ACTIONS TO TAKE ->
- A) From the passage on medical debt, extract the portion starting at "Lower your healthcare" and ending at "loads of interest.".
- B) Summarize the passage on medical debt in two sentences.
- C) According to the passage on medical debt, what share of all bankruptcies is tied to medical issues?

++++ EXTRACT PROVIDED

But medical debt is the number one source of personal bankruptcy filings in America.
Two-thirds of bankruptcies are caused by medical issues
An estimated 66.5% of all bankruptcies are tied to medical issues, followed by unaffordable mortgages (45%) and spending or living beyond one’s means (44.4%). Having insurance doesn’t always prevent you from racking up tons of health-related bills. You might still struggle to pay them after the fact.
However, you can take steps to lower your medical expenses and save appropriately so you can pay healthcare bills when they’re more expensive than you expected.
Boost your savings to cover costs
The more cash reserves you have, the easier it is to tackle unavoidable medical bills. To this end, it pays to have a robust emergency fund — one with enough money to cover three to six months’ worth of living expenses.
If you have a medical condition that not only results in high bills but also could impede your ability to work, you may want to aim even higher and have up to a year’s worth of living costs in the bank. That way you won’t have to charge your medical bills on a credit card or take out loans to cover them.
Lower your healthcare expenses
Although some medical bills are unavoidable, there are steps you can take to keep your bills as low as possible.
First, make sure you fully understand your health benefits. Sticking with in-network providers and obtaining the proper referrals and pre-authorizations could spell the difference between having key services covered or having your claims denied.
Second, consider shopping around for better insurance if yours doesn’t offer the coverage you need. A slightly higher annual premium might get you lower copays and deductibles and a wider range of covered care.
Don’t rush to charge medical expenses on a credit card
When you’re faced with a medical bill you can’t pay immediately, your first inclination might be to charge it on a credit card and pay it off over time. But doing so risks damaging your credit score and accruing loads of interest.

++++++++
++++ STORED DATA

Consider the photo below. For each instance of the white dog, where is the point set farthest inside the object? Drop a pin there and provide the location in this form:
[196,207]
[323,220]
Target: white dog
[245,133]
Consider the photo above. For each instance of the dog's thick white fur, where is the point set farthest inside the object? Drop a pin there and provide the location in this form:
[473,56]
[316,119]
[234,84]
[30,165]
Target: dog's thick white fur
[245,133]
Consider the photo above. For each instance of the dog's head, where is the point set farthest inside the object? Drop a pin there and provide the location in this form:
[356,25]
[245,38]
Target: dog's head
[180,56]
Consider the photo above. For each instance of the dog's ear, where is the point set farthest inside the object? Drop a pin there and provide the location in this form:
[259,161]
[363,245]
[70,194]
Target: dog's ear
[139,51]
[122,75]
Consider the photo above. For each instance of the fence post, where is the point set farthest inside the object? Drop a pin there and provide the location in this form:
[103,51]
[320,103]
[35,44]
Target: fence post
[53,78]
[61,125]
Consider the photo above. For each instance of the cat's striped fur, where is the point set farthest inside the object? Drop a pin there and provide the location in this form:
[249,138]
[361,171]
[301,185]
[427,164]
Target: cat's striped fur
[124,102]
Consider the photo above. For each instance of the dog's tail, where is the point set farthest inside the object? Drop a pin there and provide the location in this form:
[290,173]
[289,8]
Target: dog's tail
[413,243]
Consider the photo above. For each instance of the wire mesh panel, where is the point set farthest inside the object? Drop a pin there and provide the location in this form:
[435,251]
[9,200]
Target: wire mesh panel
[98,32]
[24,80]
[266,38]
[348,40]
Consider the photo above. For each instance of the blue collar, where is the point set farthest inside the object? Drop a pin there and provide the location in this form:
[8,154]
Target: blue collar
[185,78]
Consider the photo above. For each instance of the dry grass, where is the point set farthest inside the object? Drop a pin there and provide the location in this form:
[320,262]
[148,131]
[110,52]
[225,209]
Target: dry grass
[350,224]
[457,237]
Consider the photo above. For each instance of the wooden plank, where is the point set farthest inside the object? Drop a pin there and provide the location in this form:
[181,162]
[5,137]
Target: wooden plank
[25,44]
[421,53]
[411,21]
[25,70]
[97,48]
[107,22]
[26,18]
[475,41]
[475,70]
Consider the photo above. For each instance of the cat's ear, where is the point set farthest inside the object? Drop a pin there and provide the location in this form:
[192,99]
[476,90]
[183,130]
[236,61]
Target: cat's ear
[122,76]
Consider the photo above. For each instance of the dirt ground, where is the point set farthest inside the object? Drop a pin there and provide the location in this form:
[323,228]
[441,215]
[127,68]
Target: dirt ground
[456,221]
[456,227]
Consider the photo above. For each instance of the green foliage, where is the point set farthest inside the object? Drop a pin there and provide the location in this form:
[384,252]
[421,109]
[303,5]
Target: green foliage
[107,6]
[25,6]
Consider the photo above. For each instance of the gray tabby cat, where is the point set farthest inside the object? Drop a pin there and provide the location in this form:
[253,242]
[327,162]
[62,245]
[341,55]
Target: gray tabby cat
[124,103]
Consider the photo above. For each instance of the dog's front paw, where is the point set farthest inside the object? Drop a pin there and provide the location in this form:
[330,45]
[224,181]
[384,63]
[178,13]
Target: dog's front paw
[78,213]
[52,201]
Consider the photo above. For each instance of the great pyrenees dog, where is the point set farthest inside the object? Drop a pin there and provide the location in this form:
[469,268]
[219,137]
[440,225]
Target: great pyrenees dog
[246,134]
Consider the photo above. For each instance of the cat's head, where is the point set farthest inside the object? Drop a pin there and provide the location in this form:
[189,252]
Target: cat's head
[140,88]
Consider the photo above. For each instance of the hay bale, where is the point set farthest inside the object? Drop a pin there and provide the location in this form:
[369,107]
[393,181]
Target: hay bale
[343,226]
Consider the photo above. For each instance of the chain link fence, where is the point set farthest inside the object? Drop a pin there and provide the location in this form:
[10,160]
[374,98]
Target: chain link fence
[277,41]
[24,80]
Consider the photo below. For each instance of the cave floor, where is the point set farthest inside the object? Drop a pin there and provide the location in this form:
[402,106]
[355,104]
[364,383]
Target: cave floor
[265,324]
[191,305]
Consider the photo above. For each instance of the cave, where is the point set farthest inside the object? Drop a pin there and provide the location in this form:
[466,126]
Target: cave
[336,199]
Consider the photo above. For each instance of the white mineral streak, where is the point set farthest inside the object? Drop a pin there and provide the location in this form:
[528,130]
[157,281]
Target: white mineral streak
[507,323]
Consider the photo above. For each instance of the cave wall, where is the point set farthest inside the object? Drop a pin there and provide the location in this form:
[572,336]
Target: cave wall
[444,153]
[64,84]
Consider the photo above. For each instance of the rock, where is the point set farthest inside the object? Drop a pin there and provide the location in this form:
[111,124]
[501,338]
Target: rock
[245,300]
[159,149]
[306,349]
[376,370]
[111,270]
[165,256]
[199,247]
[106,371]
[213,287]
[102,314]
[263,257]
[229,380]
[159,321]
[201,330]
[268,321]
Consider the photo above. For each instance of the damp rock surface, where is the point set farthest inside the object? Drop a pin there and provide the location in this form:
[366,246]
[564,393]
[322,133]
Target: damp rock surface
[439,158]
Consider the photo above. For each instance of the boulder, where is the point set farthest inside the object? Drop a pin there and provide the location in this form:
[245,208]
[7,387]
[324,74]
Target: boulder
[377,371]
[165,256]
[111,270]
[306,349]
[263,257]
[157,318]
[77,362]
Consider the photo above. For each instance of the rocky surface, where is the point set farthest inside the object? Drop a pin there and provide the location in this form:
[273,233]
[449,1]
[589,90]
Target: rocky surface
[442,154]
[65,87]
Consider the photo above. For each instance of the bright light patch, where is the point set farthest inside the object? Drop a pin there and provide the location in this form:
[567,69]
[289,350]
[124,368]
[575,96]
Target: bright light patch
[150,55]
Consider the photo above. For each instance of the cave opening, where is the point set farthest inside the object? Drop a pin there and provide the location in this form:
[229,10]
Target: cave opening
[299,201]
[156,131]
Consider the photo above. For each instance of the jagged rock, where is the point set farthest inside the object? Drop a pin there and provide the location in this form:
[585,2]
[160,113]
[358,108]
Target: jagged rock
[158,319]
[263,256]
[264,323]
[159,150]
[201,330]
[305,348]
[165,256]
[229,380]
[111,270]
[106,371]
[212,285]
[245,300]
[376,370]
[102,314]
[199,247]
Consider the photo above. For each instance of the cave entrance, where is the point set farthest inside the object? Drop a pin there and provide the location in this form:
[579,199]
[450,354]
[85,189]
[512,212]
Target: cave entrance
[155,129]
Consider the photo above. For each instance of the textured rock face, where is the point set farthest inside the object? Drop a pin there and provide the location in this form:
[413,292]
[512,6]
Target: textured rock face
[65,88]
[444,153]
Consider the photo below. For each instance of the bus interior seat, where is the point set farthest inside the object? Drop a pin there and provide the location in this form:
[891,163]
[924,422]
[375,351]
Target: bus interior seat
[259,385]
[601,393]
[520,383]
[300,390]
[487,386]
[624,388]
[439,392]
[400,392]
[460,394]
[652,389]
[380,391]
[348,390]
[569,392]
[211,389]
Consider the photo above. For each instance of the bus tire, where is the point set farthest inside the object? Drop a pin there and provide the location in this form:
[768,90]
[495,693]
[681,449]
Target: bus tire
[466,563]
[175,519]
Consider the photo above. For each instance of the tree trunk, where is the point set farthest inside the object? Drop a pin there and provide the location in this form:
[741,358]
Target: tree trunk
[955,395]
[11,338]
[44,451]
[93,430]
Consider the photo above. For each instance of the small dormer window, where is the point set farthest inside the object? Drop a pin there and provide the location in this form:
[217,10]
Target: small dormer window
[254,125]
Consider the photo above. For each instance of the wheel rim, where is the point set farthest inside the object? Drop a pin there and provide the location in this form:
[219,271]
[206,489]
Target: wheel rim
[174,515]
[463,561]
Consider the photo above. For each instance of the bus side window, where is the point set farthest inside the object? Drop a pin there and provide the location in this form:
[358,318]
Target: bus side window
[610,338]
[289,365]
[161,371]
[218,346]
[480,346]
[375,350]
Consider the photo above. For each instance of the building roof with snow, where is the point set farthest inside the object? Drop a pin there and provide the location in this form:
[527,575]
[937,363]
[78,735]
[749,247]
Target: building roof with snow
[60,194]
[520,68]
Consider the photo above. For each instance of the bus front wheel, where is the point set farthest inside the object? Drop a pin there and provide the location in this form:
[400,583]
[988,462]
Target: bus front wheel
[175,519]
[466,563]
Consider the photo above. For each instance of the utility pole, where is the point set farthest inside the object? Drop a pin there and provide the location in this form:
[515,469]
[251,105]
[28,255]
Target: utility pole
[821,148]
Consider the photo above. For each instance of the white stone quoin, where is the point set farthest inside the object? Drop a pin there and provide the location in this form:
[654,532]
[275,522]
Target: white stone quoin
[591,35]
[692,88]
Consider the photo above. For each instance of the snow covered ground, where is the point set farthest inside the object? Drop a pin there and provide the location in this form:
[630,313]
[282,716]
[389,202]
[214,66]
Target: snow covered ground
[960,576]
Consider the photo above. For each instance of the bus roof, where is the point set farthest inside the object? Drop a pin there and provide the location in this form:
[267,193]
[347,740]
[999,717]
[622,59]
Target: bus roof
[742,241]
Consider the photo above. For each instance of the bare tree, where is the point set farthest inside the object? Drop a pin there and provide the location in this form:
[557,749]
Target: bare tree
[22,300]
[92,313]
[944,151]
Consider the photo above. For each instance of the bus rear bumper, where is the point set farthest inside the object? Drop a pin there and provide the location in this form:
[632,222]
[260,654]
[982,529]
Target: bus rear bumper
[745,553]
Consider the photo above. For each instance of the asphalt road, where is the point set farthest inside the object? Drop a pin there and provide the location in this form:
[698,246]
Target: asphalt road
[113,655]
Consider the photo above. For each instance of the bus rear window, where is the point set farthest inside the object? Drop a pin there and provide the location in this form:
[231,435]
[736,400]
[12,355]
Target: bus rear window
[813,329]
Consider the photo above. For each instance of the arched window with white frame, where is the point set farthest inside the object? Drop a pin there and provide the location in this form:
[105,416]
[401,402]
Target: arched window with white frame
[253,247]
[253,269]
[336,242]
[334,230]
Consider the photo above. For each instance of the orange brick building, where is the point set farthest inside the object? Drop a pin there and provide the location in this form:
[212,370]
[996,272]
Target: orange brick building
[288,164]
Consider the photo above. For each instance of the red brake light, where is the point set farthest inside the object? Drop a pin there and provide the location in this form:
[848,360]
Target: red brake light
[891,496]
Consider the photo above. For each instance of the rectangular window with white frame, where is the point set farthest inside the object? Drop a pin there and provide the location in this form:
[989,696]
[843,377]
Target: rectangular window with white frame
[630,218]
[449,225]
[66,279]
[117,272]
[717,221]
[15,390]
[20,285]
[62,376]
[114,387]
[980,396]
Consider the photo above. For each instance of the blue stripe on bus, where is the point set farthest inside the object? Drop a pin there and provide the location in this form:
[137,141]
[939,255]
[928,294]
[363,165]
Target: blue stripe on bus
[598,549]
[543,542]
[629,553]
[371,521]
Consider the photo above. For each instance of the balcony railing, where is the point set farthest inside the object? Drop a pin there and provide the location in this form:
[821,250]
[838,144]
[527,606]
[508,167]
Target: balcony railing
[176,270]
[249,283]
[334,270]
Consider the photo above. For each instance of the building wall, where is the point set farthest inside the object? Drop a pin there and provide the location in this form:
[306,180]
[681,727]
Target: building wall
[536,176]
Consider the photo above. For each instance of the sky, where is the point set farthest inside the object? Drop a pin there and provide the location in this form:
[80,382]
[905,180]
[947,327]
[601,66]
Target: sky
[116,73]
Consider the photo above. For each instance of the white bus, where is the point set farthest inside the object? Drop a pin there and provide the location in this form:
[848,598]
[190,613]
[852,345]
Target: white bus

++++++++

SOLUTIONS FOR EACH TASK ->
- A)
Lower your healthcare expenses
Although some medical bills are unavoidable, there are steps you can take to keep your bills as low as possible.
First, make sure you fully understand your health benefits. Sticking with in-network providers and obtaining the proper referrals and pre-authorizations could spell the difference between having key services covered or having your claims denied.
Second, consider shopping around for better insurance if yours doesn’t offer the coverage you need. A slightly higher annual premium might get you lower copays and deductibles and a wider range of covered care.
Don’t rush to charge medical expenses on a credit card
When you’re faced with a medical bill you can’t pay immediately, your first inclination might be to charge it on a credit card and pay it off over time. But doing so risks damaging your credit score and accruing loads of interest.

- B) Medical debt is the leading source of personal bankruptcy filings in America, with an estimated 66.5% of bankruptcies tied to medical issues, and having insurance does not always prevent large health-related bills. Building a robust emergency fund, understanding one's health benefits, shopping around for better insurance, and not rushing to charge medical bills on a credit card can help people handle these costs.

- C) An estimated 66.5%.